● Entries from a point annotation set
- - -
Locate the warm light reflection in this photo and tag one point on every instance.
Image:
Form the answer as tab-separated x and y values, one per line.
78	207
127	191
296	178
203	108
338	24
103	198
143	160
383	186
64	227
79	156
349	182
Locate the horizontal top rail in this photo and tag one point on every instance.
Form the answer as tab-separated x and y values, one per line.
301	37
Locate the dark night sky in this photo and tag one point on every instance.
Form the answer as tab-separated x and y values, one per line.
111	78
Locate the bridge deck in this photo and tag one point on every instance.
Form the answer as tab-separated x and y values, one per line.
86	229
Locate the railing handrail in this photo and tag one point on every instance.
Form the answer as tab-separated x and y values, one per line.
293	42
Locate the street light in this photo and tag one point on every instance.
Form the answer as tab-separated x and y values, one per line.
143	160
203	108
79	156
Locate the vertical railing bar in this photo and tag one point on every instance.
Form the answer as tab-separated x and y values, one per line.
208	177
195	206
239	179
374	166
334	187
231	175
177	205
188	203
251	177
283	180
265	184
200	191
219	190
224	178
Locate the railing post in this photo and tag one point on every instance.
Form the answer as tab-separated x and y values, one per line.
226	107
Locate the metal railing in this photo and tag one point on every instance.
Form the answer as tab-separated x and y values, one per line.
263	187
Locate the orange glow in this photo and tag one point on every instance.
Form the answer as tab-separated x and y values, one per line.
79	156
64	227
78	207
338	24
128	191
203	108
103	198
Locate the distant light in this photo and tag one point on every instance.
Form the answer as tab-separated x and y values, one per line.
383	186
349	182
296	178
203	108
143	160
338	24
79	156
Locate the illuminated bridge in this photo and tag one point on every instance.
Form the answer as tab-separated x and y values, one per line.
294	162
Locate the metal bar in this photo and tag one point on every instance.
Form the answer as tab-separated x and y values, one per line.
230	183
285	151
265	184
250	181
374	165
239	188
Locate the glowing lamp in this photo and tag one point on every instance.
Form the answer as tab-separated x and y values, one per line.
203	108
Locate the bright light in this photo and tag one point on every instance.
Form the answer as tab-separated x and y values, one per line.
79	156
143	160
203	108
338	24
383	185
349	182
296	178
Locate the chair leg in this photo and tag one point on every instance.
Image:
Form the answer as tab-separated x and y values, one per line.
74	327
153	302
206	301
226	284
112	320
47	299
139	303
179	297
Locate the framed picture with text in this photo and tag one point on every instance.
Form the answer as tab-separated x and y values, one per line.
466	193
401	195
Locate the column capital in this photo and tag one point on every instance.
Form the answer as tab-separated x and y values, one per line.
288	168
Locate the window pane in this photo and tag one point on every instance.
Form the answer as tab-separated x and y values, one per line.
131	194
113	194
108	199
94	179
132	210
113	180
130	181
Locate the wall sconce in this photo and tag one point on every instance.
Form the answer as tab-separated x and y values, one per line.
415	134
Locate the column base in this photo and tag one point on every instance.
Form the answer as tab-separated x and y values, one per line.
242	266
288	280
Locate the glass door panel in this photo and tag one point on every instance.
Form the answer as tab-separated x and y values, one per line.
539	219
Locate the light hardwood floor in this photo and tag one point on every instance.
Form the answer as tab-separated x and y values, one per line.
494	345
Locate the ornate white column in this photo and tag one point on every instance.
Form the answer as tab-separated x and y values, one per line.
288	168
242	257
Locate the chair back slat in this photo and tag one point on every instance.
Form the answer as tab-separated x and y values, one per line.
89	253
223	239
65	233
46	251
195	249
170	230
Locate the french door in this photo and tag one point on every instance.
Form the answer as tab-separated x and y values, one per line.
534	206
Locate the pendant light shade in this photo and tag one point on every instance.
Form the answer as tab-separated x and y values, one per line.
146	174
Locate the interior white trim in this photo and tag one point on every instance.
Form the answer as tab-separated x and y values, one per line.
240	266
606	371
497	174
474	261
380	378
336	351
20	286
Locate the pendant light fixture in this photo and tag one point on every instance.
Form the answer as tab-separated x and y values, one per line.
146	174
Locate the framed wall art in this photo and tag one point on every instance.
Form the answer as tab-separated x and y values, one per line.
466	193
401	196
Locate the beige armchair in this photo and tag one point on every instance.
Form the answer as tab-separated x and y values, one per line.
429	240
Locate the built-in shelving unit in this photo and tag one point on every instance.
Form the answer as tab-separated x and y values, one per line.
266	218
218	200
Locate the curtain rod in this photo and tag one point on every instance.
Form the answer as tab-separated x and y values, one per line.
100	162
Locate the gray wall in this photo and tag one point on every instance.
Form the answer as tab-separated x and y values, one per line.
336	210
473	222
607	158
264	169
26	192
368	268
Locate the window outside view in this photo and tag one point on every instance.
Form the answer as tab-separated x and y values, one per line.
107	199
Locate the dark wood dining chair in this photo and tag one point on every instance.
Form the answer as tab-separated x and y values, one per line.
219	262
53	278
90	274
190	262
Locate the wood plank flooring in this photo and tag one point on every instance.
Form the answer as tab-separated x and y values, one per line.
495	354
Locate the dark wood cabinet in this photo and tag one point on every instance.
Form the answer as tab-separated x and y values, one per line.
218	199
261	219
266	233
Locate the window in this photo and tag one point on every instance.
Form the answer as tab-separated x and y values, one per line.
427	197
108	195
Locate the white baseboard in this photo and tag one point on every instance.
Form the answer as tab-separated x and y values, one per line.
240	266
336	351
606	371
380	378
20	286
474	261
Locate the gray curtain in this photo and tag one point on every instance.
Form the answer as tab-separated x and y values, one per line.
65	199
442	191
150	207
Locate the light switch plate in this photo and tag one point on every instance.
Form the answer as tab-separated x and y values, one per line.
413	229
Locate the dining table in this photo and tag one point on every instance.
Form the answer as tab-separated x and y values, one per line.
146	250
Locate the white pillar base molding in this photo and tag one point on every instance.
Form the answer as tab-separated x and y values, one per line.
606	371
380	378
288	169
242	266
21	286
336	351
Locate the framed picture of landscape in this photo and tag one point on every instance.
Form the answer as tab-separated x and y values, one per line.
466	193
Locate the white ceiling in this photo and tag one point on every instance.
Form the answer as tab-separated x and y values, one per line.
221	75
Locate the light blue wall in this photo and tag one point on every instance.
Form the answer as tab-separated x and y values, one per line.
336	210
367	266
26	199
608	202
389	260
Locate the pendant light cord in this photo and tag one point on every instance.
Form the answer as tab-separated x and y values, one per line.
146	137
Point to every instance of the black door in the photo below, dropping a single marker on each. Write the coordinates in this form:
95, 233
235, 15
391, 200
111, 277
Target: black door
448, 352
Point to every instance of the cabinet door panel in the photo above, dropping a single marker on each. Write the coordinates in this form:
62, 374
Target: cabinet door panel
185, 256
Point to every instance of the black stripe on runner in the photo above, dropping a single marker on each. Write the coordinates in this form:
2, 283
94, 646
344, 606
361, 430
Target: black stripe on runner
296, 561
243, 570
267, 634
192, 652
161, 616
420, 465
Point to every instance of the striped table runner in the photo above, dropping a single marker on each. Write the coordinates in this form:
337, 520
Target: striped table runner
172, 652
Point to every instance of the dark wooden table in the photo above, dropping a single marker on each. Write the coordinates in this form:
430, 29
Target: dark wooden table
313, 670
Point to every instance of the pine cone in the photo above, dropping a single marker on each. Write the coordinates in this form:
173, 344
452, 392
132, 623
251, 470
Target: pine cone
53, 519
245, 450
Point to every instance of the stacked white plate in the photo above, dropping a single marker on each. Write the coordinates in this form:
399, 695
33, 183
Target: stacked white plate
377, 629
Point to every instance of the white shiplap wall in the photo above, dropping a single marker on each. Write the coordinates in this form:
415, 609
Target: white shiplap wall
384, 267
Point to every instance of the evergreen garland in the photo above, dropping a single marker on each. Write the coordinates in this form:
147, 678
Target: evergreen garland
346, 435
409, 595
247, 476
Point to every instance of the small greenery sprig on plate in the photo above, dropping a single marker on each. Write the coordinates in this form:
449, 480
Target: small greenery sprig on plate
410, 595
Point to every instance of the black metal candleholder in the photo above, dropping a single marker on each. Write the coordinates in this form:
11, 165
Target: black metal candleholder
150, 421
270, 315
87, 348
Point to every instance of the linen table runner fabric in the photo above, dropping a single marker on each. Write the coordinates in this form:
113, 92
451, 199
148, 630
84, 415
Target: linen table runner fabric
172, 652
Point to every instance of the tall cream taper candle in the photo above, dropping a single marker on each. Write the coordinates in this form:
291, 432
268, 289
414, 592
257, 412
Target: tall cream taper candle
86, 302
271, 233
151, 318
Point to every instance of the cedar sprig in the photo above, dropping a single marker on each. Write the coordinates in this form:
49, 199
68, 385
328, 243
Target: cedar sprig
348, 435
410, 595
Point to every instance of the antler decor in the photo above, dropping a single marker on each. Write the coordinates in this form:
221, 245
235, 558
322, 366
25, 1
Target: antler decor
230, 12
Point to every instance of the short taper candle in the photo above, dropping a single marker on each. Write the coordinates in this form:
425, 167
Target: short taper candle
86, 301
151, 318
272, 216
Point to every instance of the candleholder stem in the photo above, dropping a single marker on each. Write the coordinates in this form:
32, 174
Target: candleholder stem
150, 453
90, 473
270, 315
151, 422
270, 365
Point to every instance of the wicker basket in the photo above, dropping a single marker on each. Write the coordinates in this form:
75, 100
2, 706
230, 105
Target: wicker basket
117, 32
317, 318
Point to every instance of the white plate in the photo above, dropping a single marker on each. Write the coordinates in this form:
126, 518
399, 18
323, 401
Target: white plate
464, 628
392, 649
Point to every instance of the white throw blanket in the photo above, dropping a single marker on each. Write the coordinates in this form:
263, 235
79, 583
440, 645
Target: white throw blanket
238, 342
- - -
● TASK GOAL
Your output consists solely of the lines from the one with "Point to every instance of the wicker" through the last line, copied exactly.

● THE ANSWER
Point to every instance of the wicker basket in the photo above, dropping a single marker on each. Write the coordinates in this form:
75, 100
2, 706
230, 105
Target: wicker basket
117, 32
317, 318
Point to every instance of the white plate in the photo above, dropping a single marker on each. Write the coordinates in this form:
126, 518
399, 18
323, 401
Target: white plate
464, 628
392, 649
Point to every instance of the white throw blanket in the photo above, dropping a single marker on each. Write the coordinates in this form:
263, 235
79, 583
440, 645
Target: white throw blanket
238, 342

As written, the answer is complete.